● **SUPPLIED MATERIAL**:
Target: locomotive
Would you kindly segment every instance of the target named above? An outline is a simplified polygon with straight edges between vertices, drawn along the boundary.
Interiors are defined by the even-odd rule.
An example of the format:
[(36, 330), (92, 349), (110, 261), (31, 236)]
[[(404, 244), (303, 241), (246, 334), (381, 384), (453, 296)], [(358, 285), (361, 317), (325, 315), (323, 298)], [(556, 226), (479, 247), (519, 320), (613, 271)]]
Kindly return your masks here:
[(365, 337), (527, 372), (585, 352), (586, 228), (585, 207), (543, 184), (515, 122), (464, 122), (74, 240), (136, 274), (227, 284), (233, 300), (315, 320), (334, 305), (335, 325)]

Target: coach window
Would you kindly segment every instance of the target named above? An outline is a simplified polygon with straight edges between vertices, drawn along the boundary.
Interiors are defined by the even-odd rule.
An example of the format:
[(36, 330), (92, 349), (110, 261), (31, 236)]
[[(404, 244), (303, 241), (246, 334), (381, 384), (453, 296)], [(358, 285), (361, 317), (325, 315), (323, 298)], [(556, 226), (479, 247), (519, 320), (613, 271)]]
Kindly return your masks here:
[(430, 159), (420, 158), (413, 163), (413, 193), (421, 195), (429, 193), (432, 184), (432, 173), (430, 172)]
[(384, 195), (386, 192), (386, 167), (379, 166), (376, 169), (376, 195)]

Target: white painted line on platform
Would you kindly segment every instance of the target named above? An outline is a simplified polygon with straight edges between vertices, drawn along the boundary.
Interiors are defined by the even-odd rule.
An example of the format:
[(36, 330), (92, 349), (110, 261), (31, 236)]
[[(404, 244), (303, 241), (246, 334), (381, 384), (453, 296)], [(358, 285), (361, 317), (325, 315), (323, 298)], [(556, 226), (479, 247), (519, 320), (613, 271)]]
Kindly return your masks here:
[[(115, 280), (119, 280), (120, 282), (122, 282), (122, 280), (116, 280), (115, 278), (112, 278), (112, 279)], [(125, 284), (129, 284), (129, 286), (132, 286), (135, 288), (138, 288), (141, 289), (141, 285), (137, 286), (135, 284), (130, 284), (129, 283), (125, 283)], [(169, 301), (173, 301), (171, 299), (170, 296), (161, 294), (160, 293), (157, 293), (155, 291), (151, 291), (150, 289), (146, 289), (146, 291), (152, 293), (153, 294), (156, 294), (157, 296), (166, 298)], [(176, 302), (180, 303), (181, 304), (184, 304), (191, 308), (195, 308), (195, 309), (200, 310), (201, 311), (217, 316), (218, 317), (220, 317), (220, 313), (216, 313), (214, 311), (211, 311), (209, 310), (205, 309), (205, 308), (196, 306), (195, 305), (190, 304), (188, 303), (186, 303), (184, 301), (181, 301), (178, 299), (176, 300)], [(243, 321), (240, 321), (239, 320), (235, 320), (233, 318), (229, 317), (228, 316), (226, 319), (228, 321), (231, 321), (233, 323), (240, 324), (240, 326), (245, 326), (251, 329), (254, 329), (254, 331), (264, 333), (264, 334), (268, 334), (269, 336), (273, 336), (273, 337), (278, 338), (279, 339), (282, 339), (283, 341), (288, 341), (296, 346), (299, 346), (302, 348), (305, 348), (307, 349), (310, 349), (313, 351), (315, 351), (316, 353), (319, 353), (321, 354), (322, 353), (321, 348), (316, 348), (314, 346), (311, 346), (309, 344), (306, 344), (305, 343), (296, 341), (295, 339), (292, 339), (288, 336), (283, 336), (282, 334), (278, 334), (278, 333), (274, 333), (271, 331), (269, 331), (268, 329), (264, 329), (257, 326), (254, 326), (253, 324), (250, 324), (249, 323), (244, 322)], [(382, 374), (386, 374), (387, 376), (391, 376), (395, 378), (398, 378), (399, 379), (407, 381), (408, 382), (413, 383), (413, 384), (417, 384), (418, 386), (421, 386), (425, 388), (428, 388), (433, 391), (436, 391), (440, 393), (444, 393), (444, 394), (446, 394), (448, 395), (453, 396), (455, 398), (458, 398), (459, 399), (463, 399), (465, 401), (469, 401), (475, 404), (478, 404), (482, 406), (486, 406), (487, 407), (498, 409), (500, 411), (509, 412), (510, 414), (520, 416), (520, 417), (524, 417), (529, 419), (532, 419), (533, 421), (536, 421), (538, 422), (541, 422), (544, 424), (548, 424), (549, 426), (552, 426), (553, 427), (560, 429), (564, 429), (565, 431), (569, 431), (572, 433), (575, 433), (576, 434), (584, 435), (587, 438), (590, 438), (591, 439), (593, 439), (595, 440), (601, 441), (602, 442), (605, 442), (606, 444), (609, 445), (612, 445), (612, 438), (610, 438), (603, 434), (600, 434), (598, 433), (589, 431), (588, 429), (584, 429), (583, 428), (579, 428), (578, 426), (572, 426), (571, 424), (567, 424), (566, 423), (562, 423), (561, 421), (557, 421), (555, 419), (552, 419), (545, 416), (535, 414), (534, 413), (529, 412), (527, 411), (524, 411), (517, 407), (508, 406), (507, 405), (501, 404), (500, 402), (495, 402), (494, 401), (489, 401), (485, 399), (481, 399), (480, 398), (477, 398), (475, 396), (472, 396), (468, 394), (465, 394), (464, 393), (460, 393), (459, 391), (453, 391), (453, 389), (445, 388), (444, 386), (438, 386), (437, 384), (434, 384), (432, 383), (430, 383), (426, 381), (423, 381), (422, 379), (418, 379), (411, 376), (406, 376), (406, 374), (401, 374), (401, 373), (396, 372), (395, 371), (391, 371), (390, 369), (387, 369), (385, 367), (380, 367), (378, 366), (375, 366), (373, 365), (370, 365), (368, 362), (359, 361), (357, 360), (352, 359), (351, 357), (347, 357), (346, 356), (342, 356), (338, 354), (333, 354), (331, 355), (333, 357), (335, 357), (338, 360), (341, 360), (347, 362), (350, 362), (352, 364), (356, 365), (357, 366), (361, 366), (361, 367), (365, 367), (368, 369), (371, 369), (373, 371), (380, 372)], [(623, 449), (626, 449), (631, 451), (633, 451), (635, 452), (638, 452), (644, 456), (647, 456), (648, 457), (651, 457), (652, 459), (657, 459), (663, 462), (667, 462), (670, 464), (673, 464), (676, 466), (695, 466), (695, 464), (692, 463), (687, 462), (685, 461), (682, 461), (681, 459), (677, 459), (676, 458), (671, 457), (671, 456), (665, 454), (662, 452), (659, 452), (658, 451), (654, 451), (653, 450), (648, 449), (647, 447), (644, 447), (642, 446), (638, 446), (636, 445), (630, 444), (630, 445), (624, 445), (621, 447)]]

● **WRITTEN REQUEST**: Copy out the stretch from the start of the records through the line containing "305), (335, 325)]", reproducing every line character for character.

● **FULL SOLUTION**:
Target: locomotive
Would you kindly segment every instance of the target named above? An outline is a simplified polygon with straight edges between vertices, drawn along the boundary.
Interiors are defined by the even-odd rule.
An example of the format:
[(36, 330), (92, 349), (110, 261), (31, 236)]
[[(404, 244), (303, 241), (246, 334), (381, 384), (453, 296)], [(358, 285), (361, 317), (325, 315), (323, 298)], [(556, 226), (479, 247), (519, 320), (613, 271)]]
Kindly return your masks here:
[(365, 337), (527, 372), (585, 352), (586, 228), (585, 207), (543, 184), (515, 122), (464, 122), (74, 240), (136, 274), (227, 284), (233, 300), (315, 320), (334, 305), (335, 325)]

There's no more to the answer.